» WHAT IS ASKED: Gather every line of the material below that contains the string "test". Case counts.

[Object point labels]
##########

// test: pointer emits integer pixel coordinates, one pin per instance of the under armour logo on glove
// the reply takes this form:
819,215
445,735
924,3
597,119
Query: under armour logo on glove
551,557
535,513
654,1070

##########

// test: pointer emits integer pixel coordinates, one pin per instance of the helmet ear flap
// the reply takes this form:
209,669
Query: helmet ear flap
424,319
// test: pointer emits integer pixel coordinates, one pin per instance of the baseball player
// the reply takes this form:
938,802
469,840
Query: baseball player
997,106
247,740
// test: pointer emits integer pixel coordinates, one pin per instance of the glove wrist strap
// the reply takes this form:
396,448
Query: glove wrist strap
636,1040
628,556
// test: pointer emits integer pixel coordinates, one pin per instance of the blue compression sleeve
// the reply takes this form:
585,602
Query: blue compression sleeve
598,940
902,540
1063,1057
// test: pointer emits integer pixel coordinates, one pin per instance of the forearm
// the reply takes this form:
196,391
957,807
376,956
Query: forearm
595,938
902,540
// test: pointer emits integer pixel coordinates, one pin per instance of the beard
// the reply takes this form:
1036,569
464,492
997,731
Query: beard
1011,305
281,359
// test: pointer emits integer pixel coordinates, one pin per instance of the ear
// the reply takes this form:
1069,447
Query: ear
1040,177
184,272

##########

» SOLUTION FOR THIS TASK:
// test: pointer emits integer pixel coordinates, one pin per instance of the under armour logo on glove
// test: pointer emits integer pixel coordinates, one pin per instance of the helmet ear flap
// test: pointer emits integer pixel coordinates, one pin per instance of the baseball player
// test: pointer emits integer pixel coordinates, one pin per instance of the glove wrist strap
// test: pointer emits integer pixel coordinates, one pin per instance of the blue compression sleeve
// test: pointer emits integer pixel coordinates, one pin per instance of the forearm
// test: pointer emits integer pixel coordinates, one pin per instance of the beard
// test: pointer emits integer pixel coordinates, one pin per instance of the ear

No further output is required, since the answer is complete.